- [TASK DETAILS]
Return every line in the listing below that contains the word "conductor", copying each line in full.

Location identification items
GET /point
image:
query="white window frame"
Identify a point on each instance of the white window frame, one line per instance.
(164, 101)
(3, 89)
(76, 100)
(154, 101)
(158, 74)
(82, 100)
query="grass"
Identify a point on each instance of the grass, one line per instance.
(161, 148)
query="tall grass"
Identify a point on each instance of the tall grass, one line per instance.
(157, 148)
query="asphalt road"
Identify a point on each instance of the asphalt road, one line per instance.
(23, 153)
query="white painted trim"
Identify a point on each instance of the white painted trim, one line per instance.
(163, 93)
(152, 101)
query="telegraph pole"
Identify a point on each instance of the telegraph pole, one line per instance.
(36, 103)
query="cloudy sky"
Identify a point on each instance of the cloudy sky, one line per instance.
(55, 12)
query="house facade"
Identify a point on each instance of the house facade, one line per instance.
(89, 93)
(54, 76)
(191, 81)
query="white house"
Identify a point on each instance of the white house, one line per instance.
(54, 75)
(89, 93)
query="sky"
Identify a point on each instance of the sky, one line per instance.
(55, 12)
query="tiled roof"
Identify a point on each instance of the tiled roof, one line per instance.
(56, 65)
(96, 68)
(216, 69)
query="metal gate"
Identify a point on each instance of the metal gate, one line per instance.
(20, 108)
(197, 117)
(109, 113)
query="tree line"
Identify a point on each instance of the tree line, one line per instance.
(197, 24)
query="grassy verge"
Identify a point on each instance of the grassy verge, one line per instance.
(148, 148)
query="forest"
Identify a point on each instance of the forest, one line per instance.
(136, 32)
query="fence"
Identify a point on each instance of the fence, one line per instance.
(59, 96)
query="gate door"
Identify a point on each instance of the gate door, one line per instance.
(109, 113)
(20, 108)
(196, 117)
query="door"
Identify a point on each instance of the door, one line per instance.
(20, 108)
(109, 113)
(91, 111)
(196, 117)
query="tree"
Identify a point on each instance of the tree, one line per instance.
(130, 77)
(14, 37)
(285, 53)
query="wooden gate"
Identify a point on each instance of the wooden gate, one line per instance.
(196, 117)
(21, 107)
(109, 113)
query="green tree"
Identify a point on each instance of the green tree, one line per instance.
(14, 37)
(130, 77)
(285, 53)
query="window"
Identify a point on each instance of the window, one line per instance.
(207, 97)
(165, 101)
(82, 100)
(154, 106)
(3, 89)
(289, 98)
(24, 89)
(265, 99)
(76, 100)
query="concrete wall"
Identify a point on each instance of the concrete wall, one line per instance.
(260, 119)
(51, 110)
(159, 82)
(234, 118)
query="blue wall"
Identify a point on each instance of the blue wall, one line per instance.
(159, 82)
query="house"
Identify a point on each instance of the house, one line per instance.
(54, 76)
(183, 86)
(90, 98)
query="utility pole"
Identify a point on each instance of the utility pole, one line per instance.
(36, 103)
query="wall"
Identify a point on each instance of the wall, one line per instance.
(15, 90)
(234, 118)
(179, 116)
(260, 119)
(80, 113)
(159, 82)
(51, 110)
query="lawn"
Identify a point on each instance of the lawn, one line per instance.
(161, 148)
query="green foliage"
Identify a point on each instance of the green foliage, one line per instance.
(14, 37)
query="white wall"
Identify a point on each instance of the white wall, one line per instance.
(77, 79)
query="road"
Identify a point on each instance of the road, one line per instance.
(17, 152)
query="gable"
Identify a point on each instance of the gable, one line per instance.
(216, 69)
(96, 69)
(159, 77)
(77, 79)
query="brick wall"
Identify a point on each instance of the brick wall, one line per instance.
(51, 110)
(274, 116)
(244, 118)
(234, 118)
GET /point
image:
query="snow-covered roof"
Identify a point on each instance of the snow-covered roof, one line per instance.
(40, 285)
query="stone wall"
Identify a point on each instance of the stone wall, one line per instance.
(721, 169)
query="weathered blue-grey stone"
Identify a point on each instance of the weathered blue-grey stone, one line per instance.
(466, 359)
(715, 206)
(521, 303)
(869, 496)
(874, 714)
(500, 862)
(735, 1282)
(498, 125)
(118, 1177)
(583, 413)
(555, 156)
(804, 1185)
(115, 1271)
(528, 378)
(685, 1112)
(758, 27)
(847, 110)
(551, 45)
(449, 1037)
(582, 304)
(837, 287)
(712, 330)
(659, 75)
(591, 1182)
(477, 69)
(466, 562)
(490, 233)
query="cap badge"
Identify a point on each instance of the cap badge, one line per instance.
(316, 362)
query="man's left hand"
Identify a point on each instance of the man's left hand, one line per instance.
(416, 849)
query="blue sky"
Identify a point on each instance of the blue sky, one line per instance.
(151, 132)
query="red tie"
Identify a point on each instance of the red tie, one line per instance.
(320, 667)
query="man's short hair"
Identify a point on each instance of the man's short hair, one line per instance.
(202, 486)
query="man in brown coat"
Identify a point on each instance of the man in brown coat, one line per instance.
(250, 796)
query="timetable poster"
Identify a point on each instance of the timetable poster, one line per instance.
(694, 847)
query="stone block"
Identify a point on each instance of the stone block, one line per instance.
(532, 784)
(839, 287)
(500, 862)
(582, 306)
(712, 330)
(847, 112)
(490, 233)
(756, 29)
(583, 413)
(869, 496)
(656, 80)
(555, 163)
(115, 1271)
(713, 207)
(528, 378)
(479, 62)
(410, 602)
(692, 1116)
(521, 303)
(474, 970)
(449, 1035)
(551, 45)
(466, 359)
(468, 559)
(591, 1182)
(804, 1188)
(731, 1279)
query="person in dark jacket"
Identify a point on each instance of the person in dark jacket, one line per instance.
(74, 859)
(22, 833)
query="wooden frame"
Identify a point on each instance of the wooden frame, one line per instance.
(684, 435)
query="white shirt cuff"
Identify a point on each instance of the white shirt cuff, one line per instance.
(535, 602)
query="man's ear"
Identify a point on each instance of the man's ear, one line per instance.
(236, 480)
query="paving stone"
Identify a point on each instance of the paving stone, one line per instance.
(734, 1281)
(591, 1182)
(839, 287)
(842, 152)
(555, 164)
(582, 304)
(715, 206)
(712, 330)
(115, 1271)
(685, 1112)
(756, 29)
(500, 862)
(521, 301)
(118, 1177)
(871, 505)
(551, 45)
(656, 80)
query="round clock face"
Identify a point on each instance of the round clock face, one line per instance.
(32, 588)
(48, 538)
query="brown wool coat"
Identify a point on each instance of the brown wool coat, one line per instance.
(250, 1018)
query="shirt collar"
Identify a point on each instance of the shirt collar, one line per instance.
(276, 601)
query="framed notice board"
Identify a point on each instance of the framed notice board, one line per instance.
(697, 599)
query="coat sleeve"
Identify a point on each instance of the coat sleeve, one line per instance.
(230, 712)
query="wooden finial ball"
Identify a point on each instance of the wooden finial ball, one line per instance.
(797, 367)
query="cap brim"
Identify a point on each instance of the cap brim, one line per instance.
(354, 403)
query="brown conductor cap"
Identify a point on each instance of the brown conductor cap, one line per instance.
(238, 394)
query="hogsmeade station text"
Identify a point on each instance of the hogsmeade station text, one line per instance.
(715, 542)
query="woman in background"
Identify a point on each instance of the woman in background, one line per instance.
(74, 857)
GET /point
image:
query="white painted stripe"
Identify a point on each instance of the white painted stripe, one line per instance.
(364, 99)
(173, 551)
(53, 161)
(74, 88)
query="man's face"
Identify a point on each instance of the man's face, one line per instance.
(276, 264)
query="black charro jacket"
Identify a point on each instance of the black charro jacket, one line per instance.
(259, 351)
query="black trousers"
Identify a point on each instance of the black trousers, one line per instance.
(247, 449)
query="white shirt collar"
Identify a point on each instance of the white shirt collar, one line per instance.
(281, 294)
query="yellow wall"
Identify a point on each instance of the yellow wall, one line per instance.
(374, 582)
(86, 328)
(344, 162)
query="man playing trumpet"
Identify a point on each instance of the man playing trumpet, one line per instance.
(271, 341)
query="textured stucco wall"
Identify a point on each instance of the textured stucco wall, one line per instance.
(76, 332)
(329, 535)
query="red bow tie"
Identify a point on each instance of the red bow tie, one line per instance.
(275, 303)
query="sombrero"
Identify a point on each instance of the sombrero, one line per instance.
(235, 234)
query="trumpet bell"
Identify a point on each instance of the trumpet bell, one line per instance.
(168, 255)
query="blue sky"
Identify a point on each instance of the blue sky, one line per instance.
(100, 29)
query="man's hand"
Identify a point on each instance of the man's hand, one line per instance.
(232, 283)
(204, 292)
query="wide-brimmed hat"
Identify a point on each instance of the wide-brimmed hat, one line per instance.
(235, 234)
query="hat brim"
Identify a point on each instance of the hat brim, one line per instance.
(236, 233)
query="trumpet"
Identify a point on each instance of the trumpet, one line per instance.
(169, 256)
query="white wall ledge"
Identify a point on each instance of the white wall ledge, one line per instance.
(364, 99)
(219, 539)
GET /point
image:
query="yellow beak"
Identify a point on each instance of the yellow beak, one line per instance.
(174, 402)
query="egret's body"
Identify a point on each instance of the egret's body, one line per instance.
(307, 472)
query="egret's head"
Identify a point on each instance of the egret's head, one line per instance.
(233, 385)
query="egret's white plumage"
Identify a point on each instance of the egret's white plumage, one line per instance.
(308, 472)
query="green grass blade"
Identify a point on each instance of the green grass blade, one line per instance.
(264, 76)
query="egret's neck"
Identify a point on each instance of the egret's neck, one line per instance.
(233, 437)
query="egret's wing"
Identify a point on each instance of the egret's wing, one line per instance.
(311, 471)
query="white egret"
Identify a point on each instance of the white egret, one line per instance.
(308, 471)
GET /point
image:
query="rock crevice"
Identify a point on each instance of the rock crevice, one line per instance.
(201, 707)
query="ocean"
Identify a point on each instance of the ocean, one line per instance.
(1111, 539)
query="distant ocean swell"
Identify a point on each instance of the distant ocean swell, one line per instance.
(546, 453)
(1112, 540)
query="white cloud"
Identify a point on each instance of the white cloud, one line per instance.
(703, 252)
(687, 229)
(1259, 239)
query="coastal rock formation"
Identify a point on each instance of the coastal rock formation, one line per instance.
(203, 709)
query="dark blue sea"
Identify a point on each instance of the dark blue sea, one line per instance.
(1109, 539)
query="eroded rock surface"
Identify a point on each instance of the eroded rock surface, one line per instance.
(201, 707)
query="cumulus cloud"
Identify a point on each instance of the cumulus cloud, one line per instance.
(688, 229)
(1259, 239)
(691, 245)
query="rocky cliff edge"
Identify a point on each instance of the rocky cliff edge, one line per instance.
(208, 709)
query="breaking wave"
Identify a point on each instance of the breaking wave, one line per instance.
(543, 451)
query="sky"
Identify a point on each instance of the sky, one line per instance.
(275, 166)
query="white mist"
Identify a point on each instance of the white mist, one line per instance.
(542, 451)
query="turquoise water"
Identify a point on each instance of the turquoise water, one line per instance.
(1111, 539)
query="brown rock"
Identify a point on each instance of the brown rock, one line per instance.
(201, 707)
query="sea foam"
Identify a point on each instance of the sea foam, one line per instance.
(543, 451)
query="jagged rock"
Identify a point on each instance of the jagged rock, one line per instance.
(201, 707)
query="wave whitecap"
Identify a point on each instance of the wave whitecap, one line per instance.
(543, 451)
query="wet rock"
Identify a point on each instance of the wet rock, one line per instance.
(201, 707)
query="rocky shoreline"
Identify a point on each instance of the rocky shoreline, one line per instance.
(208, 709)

- [EXERCISE SOLUTION]
query="brown conductor cap"
Identify a point on each instance of the brown conductor cap, one line per instance.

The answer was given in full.